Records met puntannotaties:

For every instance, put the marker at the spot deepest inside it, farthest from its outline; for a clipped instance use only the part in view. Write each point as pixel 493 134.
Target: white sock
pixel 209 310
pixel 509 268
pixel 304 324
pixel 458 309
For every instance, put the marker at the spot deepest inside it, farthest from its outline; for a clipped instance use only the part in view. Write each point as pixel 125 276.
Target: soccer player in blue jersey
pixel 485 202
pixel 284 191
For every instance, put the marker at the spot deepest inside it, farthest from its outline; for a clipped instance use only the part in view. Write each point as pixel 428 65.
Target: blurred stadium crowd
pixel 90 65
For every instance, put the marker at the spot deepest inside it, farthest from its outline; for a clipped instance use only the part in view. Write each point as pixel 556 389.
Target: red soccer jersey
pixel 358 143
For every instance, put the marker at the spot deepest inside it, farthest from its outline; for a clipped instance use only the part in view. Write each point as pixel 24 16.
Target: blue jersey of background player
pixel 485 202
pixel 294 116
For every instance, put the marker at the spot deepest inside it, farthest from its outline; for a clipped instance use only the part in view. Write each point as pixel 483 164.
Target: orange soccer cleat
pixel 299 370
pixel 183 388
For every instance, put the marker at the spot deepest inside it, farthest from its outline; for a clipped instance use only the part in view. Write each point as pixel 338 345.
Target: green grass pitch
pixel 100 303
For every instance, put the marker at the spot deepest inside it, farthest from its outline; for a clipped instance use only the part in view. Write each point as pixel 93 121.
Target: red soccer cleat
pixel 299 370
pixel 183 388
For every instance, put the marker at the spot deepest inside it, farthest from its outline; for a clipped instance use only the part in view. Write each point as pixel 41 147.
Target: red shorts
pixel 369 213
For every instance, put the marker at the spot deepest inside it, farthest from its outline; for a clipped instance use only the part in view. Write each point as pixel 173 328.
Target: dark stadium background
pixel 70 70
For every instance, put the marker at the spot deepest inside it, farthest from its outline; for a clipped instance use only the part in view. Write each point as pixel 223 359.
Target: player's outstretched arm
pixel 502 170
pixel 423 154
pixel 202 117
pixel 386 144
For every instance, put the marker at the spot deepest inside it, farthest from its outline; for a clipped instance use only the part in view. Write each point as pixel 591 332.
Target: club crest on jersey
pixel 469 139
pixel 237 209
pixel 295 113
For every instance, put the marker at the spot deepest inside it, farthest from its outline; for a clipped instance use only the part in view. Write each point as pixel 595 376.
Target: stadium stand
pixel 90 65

OPDRACHT:
Zet alle bovenstaande records om in een JSON-lijst van strings, met één string per regel en zonder lege regels.

ANTWOORD HIERONDER:
[
  "For every instance, put the marker at the spot deepest inside it, farthest from its outline; for a clipped instance use only the part in view. Write each point as pixel 493 134.",
  "Target: white sock",
  "pixel 209 310",
  "pixel 509 268",
  "pixel 304 324",
  "pixel 458 309",
  "For every instance, put the marker at the spot deepest inside it, farthest from its outline; for a clipped instance use only the part in view. Write each point as pixel 125 276.",
  "Target: soccer player in blue jersey",
  "pixel 485 202",
  "pixel 284 191",
  "For every instance, put the marker at the spot deepest inside it, farthest from its outline; for a clipped instance use only the part in view. Write each point as pixel 428 65.",
  "Target: blurred stadium crowd",
  "pixel 90 65",
  "For every instance, put the marker at the spot deepest inside it, farthest from its outline; for a clipped instance use only the part in view. Write each point as pixel 556 389.",
  "Target: red soccer jersey",
  "pixel 358 143",
  "For every instance, put the marker at the spot deepest inside it, farthest from its outline; for a clipped instance use only the part in view. Write each point as pixel 24 16.",
  "Target: blue jersey of background player",
  "pixel 485 202",
  "pixel 294 116",
  "For every instance, put the marker at the spot deepest inside it, farthest from its outline; for a clipped instance use only the part in view. Write each point as pixel 483 164.",
  "Target: orange soccer cleat",
  "pixel 299 370",
  "pixel 183 388",
  "For every instance, put the marker at the spot deepest inside it, farthest from its outline; for a clipped instance use only the part in view. Write each point as pixel 338 345.",
  "Target: green grass pitch",
  "pixel 100 303",
  "For every instance, put the marker at the spot deepest inside it, farthest from its outline; for a clipped instance use only the part in view. Write each point as pixel 93 121.",
  "Target: red soccer cleat",
  "pixel 299 370",
  "pixel 183 388",
  "For every instance, put the marker at the spot deepest inside it, farthest from its outline; for a clipped instance use only the part in view. Write each point as pixel 41 147.",
  "Target: red shorts",
  "pixel 369 213",
  "For every instance, put the marker at the spot deepest inside it, farthest from its outline; for a clipped instance use only the part in view. Write each point as pixel 173 328.",
  "Target: dark stadium background",
  "pixel 70 70",
  "For every instance, put the marker at the spot deepest inside it, farthest from its outline; for a clipped instance use only the part in view. Write each point as pixel 223 359.",
  "Target: player's outstretched arm",
  "pixel 502 170",
  "pixel 423 154",
  "pixel 202 117",
  "pixel 386 144",
  "For every instance, put the marker at the spot deepest inside it, farthest from its outline; for a clipped instance use only the part in view. Write each point as pixel 591 332.",
  "Target: club crest on jersey",
  "pixel 469 139",
  "pixel 237 209",
  "pixel 295 113",
  "For every instance, put the marker at the spot deepest inside it, farthest from its outline; for a clipped instance use only the part in view. Write each point as pixel 595 376.",
  "Target: stadium stand",
  "pixel 90 65"
]